_Material zur Übung_

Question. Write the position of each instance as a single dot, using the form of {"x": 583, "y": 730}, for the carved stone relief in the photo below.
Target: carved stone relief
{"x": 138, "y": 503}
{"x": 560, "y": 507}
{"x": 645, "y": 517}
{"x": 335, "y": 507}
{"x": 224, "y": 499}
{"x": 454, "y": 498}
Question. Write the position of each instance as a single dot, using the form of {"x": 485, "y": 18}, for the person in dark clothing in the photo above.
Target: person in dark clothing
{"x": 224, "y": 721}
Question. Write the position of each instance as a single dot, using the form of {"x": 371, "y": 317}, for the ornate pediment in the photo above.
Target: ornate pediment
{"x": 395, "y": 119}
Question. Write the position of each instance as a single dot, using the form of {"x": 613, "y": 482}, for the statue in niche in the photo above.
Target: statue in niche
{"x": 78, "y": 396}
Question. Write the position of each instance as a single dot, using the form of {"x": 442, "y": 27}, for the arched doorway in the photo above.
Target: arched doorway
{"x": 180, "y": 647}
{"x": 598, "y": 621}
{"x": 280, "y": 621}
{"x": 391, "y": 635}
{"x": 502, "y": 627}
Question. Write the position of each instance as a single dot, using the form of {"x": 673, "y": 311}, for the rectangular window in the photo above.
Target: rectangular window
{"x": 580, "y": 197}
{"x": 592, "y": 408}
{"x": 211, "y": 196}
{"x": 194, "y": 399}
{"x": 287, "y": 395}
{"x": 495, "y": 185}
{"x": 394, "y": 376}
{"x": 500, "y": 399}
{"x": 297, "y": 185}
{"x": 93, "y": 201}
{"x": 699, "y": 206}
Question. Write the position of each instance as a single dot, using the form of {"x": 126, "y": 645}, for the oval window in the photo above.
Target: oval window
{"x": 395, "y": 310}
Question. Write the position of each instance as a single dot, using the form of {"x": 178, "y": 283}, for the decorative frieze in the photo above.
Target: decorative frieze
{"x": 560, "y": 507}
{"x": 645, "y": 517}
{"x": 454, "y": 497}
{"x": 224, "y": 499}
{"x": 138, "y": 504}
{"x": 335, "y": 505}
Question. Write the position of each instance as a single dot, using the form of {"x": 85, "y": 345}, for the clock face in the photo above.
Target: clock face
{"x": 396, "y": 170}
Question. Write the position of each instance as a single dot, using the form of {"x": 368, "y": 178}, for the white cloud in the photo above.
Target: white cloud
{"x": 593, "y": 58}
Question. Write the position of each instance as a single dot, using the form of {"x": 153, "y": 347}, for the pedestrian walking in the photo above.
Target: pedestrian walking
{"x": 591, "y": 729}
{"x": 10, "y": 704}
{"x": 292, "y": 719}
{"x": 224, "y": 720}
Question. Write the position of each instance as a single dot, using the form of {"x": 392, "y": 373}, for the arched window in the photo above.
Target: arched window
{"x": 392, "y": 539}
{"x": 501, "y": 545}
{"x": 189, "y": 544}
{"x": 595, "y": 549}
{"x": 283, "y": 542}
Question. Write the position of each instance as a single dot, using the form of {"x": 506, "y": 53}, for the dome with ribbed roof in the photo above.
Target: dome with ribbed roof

_Gestellte Aufgabe_
Ordne die Zeilen der Datensätze oben als nummerierte Liste an, von der Zeile mit „arched window in the photo above.“ bis einschließlich zum Ende der Datensätze. Leerzeilen lässt du weg.

_Erledigte Aufgabe_
1. Question. Write the position of each instance as a single dot, using the form of {"x": 392, "y": 373}, for the arched window in the photo above.
2. Target: arched window
3. {"x": 392, "y": 539}
4. {"x": 501, "y": 545}
5. {"x": 189, "y": 544}
6. {"x": 595, "y": 549}
7. {"x": 283, "y": 542}
8. Question. Write the position of each instance as a single dot, using the form of {"x": 506, "y": 53}, for the dome with ribbed roof in the photo above.
9. Target: dome with ribbed roof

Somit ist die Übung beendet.